=== DATASET CONTENT ===

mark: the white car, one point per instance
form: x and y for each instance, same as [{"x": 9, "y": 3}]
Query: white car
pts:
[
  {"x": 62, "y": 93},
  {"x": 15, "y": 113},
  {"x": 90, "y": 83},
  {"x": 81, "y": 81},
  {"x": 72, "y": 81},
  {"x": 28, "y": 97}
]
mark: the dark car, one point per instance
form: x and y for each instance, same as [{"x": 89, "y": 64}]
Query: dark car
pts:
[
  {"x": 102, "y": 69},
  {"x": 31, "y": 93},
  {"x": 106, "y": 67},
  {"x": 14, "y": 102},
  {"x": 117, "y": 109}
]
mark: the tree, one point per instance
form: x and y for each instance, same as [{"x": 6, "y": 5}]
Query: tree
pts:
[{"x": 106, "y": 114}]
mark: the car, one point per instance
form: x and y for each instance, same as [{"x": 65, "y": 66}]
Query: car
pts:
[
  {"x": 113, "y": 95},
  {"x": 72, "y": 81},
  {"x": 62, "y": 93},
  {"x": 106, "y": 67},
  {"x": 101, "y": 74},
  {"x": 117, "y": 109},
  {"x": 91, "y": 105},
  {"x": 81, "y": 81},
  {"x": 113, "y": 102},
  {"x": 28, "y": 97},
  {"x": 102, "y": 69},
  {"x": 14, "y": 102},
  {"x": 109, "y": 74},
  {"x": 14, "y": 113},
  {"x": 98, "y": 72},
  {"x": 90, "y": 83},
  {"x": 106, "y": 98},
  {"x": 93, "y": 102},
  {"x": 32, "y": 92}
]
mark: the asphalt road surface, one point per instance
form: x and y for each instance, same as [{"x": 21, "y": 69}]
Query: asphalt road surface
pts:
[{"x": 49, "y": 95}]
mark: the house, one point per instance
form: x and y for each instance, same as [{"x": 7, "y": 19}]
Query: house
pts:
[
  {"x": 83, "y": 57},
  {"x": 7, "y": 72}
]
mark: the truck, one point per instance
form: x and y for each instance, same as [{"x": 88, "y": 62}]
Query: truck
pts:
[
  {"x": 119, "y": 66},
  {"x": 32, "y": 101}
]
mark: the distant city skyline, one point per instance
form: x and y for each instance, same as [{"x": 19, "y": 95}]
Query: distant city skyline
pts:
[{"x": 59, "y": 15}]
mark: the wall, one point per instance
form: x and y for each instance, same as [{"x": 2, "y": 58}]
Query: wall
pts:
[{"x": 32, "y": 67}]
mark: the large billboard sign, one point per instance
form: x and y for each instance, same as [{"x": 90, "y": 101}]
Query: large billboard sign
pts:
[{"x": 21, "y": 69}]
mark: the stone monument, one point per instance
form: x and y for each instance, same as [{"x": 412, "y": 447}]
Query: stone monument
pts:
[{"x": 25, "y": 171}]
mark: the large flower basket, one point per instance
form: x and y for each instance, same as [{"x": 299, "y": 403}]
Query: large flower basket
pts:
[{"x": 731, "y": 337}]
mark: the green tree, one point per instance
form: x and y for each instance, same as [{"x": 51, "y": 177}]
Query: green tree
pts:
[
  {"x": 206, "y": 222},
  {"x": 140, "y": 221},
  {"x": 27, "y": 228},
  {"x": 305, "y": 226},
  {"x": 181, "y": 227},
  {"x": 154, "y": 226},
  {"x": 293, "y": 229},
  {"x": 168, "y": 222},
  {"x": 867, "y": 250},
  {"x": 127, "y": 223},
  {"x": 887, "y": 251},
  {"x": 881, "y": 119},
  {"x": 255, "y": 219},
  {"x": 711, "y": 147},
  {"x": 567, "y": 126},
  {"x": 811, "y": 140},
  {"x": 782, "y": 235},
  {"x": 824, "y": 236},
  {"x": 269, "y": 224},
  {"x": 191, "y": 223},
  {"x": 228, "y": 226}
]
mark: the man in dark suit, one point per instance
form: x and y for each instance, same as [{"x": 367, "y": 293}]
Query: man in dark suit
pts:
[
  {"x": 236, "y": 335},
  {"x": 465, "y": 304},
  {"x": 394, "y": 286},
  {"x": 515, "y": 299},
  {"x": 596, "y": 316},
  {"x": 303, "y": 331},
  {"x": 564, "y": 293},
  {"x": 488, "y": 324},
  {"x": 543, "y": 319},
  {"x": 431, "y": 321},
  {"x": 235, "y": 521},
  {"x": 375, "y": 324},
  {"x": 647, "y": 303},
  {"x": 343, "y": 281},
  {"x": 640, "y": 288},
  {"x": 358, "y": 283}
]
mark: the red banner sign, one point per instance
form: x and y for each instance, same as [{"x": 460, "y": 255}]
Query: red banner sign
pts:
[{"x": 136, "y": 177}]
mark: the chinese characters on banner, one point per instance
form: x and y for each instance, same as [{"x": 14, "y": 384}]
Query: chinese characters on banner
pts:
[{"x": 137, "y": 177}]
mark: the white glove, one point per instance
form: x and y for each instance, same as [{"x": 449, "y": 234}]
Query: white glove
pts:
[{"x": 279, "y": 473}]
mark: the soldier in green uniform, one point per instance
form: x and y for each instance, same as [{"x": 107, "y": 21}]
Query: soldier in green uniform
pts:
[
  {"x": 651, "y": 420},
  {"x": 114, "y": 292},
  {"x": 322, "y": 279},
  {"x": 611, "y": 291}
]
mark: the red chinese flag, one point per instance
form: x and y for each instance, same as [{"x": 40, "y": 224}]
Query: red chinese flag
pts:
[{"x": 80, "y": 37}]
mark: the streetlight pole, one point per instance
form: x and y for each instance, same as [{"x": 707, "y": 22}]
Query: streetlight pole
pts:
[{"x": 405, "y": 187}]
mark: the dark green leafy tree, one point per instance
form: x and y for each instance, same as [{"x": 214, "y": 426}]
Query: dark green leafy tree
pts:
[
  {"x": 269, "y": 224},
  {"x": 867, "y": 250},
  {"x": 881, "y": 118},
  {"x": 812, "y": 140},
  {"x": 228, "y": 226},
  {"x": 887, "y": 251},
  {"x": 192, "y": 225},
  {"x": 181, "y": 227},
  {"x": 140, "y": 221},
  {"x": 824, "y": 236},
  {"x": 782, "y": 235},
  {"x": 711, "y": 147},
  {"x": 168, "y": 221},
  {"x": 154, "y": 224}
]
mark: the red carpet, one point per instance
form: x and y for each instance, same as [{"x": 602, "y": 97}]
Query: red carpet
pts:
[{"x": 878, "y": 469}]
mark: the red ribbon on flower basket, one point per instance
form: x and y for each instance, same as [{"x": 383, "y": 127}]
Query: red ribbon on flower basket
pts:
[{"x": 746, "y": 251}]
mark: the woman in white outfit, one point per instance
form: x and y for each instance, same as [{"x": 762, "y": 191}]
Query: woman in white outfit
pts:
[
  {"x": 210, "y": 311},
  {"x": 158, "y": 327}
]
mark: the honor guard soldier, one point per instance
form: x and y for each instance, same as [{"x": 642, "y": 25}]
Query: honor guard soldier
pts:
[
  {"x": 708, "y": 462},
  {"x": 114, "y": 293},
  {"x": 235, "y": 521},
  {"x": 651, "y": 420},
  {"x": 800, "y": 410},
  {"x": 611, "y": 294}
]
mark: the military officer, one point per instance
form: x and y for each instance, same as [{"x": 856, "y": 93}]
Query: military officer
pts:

===

▶ _PROBLEM REQUIREMENTS_: Reproduce all of the items above verbatim, keeping every line unchanged and in its original order.

▶ _REPLY TO THE TASK_:
mark: the white car, one point per instance
form: x and y for each instance, same as [{"x": 9, "y": 3}]
Query: white car
pts:
[
  {"x": 62, "y": 93},
  {"x": 15, "y": 113},
  {"x": 90, "y": 83},
  {"x": 81, "y": 81},
  {"x": 72, "y": 81},
  {"x": 28, "y": 97}
]
mark: the dark car, one point per instance
form: x and y for each instance, same as [{"x": 89, "y": 64}]
Query: dark car
pts:
[
  {"x": 102, "y": 69},
  {"x": 31, "y": 93},
  {"x": 106, "y": 67},
  {"x": 14, "y": 102},
  {"x": 117, "y": 109}
]
mark: the tree, one point per instance
form: x and y for each instance, same as [{"x": 6, "y": 5}]
Query: tree
pts:
[{"x": 106, "y": 114}]
mark: the car, one point per instance
form: x and y for each instance, same as [{"x": 65, "y": 66}]
Query: car
pts:
[
  {"x": 113, "y": 95},
  {"x": 72, "y": 81},
  {"x": 62, "y": 93},
  {"x": 106, "y": 67},
  {"x": 101, "y": 74},
  {"x": 117, "y": 109},
  {"x": 91, "y": 105},
  {"x": 81, "y": 81},
  {"x": 113, "y": 102},
  {"x": 28, "y": 97},
  {"x": 102, "y": 69},
  {"x": 14, "y": 102},
  {"x": 109, "y": 74},
  {"x": 14, "y": 113},
  {"x": 98, "y": 72},
  {"x": 90, "y": 83},
  {"x": 106, "y": 98},
  {"x": 93, "y": 102},
  {"x": 32, "y": 92}
]
mark: the asphalt road surface, one point per instance
form: x and y for each instance, same as [{"x": 21, "y": 69}]
Query: asphalt road surface
pts:
[{"x": 49, "y": 95}]
mark: the house, one point per instance
form: x and y for each instance, same as [{"x": 7, "y": 19}]
Query: house
pts:
[
  {"x": 83, "y": 57},
  {"x": 7, "y": 72}
]
mark: the truck, one point per instance
form: x and y for each instance, same as [{"x": 88, "y": 62}]
Query: truck
pts:
[
  {"x": 119, "y": 66},
  {"x": 32, "y": 101}
]
mark: the distant city skyline, one point per instance
form: x and y for each instance, same as [{"x": 19, "y": 95}]
Query: distant city skyline
pts:
[{"x": 59, "y": 15}]
mark: the wall, one point per instance
form: x and y for each instance, same as [{"x": 2, "y": 58}]
Query: wall
pts:
[{"x": 32, "y": 67}]
mark: the large billboard sign, one point per instance
form: x and y for each instance, same as [{"x": 90, "y": 101}]
Query: large billboard sign
pts:
[{"x": 21, "y": 69}]
mark: the stone monument, one point per instance
form: x and y for each instance, same as [{"x": 412, "y": 447}]
Query: stone monument
pts:
[{"x": 25, "y": 171}]
mark: the large flower basket, one point per instance
form: x and y for each instance, same as [{"x": 299, "y": 403}]
Query: large flower basket
pts:
[{"x": 731, "y": 337}]
mark: the green tree, one point per instance
form: x and y for each instance, same as [{"x": 51, "y": 177}]
Query: green tree
pts:
[
  {"x": 206, "y": 222},
  {"x": 140, "y": 221},
  {"x": 27, "y": 228},
  {"x": 305, "y": 226},
  {"x": 181, "y": 227},
  {"x": 154, "y": 226},
  {"x": 293, "y": 229},
  {"x": 168, "y": 222},
  {"x": 867, "y": 250},
  {"x": 127, "y": 223},
  {"x": 887, "y": 251},
  {"x": 881, "y": 119},
  {"x": 255, "y": 219},
  {"x": 711, "y": 147},
  {"x": 567, "y": 126},
  {"x": 811, "y": 140},
  {"x": 782, "y": 235},
  {"x": 824, "y": 236},
  {"x": 269, "y": 224},
  {"x": 191, "y": 223},
  {"x": 228, "y": 226}
]
mark: the man in dark suit, one point per instance
form: x and y for each instance, same as [{"x": 367, "y": 293}]
Query: man in dark suit
pts:
[
  {"x": 236, "y": 335},
  {"x": 465, "y": 304},
  {"x": 394, "y": 286},
  {"x": 515, "y": 299},
  {"x": 596, "y": 316},
  {"x": 303, "y": 331},
  {"x": 564, "y": 293},
  {"x": 488, "y": 324},
  {"x": 543, "y": 319},
  {"x": 431, "y": 321},
  {"x": 235, "y": 521},
  {"x": 375, "y": 324},
  {"x": 647, "y": 303},
  {"x": 343, "y": 281},
  {"x": 640, "y": 288},
  {"x": 358, "y": 283}
]
mark: the red banner sign, one point per instance
form: x and y for each instance, same as [{"x": 460, "y": 255}]
Query: red banner sign
pts:
[{"x": 136, "y": 177}]
mark: the chinese characters on banner, one point per instance
form: x and y for each instance, same as [{"x": 14, "y": 384}]
Query: chinese characters on banner
pts:
[{"x": 137, "y": 177}]
mark: the white glove, one point per instance
form: x and y for each instance, same as [{"x": 449, "y": 234}]
Query: white glove
pts:
[{"x": 279, "y": 473}]
mark: the soldier in green uniform, one point per instance
form: x and y for each instance, same as [{"x": 107, "y": 21}]
Query: soldier in green uniform
pts:
[
  {"x": 651, "y": 420},
  {"x": 114, "y": 292},
  {"x": 322, "y": 279},
  {"x": 611, "y": 291}
]
mark: the red chinese flag, one point per instance
form: x and y for each instance, same as [{"x": 40, "y": 224}]
Query: red chinese flag
pts:
[{"x": 80, "y": 37}]
mark: the streetlight pole, one point per instance
form: x and y for each instance, same as [{"x": 707, "y": 22}]
Query: streetlight pole
pts:
[{"x": 405, "y": 187}]
mark: the dark green leafy tree, one point per instance
form: x and y for each instance, same as [{"x": 214, "y": 426}]
Query: dark green leafy tree
pts:
[
  {"x": 269, "y": 224},
  {"x": 867, "y": 250},
  {"x": 881, "y": 118},
  {"x": 812, "y": 140},
  {"x": 228, "y": 226},
  {"x": 887, "y": 251},
  {"x": 192, "y": 225},
  {"x": 181, "y": 227},
  {"x": 140, "y": 221},
  {"x": 824, "y": 236},
  {"x": 782, "y": 235},
  {"x": 711, "y": 147},
  {"x": 168, "y": 221},
  {"x": 154, "y": 224}
]
mark: the red carpet, one point per instance
form: x and y for each instance, same as [{"x": 602, "y": 97}]
Query: red carpet
pts:
[{"x": 878, "y": 469}]
mark: the red ribbon on flower basket, one point per instance
form: x and y for each instance, same as [{"x": 383, "y": 127}]
Query: red ribbon on flower basket
pts:
[{"x": 746, "y": 251}]
mark: the woman in white outfit, one point per instance
form: x and y for each instance, same as [{"x": 762, "y": 191}]
Query: woman in white outfit
pts:
[
  {"x": 210, "y": 311},
  {"x": 158, "y": 327}
]
mark: the honor guard soldier, one point per instance
form: x and y for each instance, same as [{"x": 642, "y": 25}]
Query: honor guard soldier
pts:
[
  {"x": 708, "y": 462},
  {"x": 114, "y": 293},
  {"x": 235, "y": 521},
  {"x": 651, "y": 420},
  {"x": 800, "y": 410},
  {"x": 611, "y": 294}
]
mark: the military officer, one point per instance
form: x and y for each instance, same as [{"x": 856, "y": 93}]
Query: military officer
pts:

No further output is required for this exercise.